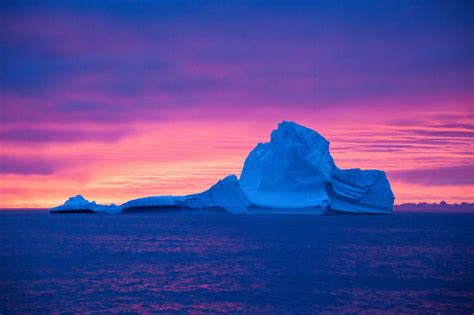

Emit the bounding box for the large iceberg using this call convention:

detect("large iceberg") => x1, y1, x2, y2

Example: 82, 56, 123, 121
240, 121, 334, 212
51, 121, 395, 214
240, 121, 394, 213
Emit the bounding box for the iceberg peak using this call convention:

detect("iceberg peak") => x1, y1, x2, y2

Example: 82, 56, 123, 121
63, 195, 93, 205
239, 121, 335, 209
271, 121, 328, 148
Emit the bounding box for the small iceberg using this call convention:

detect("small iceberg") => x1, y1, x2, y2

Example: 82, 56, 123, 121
50, 195, 121, 214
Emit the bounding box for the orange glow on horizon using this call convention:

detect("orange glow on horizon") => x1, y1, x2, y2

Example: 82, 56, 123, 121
1, 105, 473, 208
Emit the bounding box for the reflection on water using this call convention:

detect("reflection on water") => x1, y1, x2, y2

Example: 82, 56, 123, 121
0, 211, 473, 313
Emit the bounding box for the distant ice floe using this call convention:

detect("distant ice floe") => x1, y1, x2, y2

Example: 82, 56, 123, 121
51, 121, 395, 215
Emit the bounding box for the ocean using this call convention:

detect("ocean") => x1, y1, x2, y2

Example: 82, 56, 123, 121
1, 210, 473, 313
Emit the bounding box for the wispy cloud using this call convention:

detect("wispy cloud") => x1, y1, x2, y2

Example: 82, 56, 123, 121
0, 127, 131, 143
0, 155, 57, 175
390, 165, 474, 186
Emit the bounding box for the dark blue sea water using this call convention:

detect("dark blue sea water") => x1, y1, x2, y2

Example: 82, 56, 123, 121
1, 211, 473, 314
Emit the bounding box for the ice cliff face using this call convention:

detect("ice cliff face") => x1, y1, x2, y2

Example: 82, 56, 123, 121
328, 168, 395, 214
51, 121, 395, 214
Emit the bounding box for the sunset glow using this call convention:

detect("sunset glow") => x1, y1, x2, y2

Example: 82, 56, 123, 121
1, 1, 472, 207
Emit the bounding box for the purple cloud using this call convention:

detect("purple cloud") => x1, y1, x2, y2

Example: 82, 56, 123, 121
1, 2, 472, 129
0, 127, 131, 143
412, 130, 474, 138
0, 156, 56, 175
389, 165, 474, 186
431, 123, 474, 130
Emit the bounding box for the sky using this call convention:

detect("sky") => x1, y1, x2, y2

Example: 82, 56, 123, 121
0, 0, 473, 208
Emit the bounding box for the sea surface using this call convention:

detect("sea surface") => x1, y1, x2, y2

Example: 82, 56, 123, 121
1, 210, 473, 314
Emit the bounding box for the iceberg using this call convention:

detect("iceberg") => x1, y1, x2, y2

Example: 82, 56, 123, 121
120, 175, 249, 214
239, 121, 394, 214
239, 121, 334, 211
327, 168, 394, 214
182, 175, 250, 214
50, 121, 395, 215
49, 195, 121, 214
121, 195, 182, 212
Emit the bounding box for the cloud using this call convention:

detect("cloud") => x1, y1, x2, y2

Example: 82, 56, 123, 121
0, 127, 130, 143
1, 2, 472, 129
389, 165, 474, 186
431, 123, 474, 130
0, 155, 56, 175
412, 130, 474, 138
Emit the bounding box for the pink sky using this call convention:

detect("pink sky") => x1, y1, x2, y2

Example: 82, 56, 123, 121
0, 2, 472, 208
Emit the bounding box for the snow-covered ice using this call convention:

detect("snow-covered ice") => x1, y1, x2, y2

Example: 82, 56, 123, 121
50, 121, 395, 214
120, 175, 249, 213
182, 175, 250, 214
121, 195, 182, 211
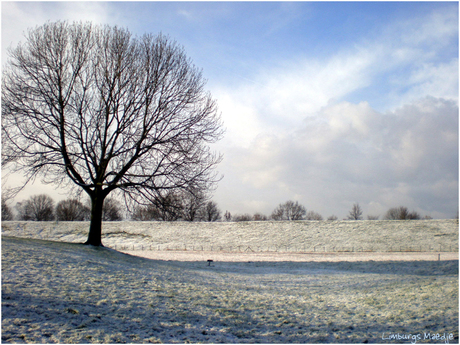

■ ■ ■

** Task brief **
All of the data must be given again exactly, without the pictures.

** Solution **
Emit the bounding box for the large iceberg using this call convention:

detect("large iceberg") => x1, y1, x2, y2

Example: 82, 56, 123, 121
240, 121, 334, 212
51, 121, 395, 214
240, 121, 394, 213
Emit the bounding box for the iceberg peak using this call convention:

detect("iceberg peak") => x1, y1, x2, y2

Example: 82, 56, 123, 121
63, 195, 93, 205
239, 121, 335, 209
271, 121, 328, 148
Emit the bounding box for the small iceberg using this call convention:

detect("small iceberg") => x1, y1, x2, y2

Example: 82, 56, 123, 121
50, 195, 121, 214
Emit the bounding box for the orange glow on horizon using this call convention:

detect("orange glow on horizon") => x1, y1, x2, y2

Example: 82, 56, 123, 121
1, 105, 473, 208
Emit the bounding box for the reflection on water using this call convention:

detect("reflection on water") => x1, y1, x2, y2

Example: 82, 56, 123, 121
0, 211, 473, 313
Emit the bounding box for the distant ice floe using this call convention:

detect("distant ice floe") => x1, y1, x2, y2

Example: 82, 56, 123, 121
51, 121, 395, 215
Emit the bounding box for the ocean using this call convention:

detect("ocean") => x1, y1, x2, y2

Example: 82, 56, 123, 121
1, 210, 473, 313
Emit the bounding box for the wispy cloud using this call convention:

detect("wispy cloud") => x1, y1, x2, y2

Example: 82, 56, 123, 121
0, 127, 131, 143
0, 155, 57, 175
390, 165, 474, 186
Emit the bounding box for the dark blue sea water using this call convention:

detect("dark blue sea water") => x1, y1, x2, y2

Example: 82, 56, 123, 121
1, 211, 473, 314
Emit the bounding box for the ice cliff face using this call convention:

detect("ice cliff face") => x1, y1, x2, y2

Example: 82, 56, 123, 121
328, 168, 395, 214
51, 121, 395, 214
Emit the bounding box for the sunset glow using this call convention:

detect("sunset glow") => x1, y1, x2, y2

Example: 82, 56, 123, 121
1, 1, 472, 207
Emit the bounding box for the purple cloud using this call convention:

detect("purple cloud") => x1, y1, x2, y2

Example: 82, 56, 123, 121
1, 2, 472, 129
0, 127, 131, 143
412, 130, 474, 138
0, 156, 56, 175
389, 165, 474, 186
431, 123, 474, 130
Emit the bounding box for the sky using this call convention:

detect("sky") => x1, y1, x2, y2

Example: 82, 56, 123, 121
0, 0, 473, 208
Emit the bounding box for the sea surface using this call convention:

detect("sea surface") => x1, y1, x2, y2

Example: 82, 56, 123, 121
1, 210, 473, 314
Emit the bounding box for the iceberg using this call convention:

detect("iceberg") => x1, y1, x2, y2

Example: 82, 56, 123, 121
120, 175, 249, 214
239, 121, 394, 214
239, 121, 334, 211
327, 168, 394, 214
182, 175, 250, 214
50, 121, 395, 215
49, 195, 121, 214
121, 195, 182, 212
Emit the bounding box for the cloud using this call convention:

detect("cloud") => x1, y1, x2, y2

Example: 82, 56, 123, 121
0, 127, 130, 143
1, 2, 472, 129
389, 165, 474, 186
431, 123, 474, 130
0, 155, 56, 175
412, 130, 474, 138
Emit the bounding box for the pink sky using this call convention:

detect("pink sky") => x1, y1, x2, y2

Example: 82, 56, 123, 121
0, 2, 472, 208
Emit the bounding box for the snow-covered ice using this call convention:

detect("snow-covered ice") => x1, y1, x2, y2

Example: 82, 56, 123, 121
50, 121, 395, 214
120, 175, 249, 213
182, 175, 250, 214
121, 195, 182, 211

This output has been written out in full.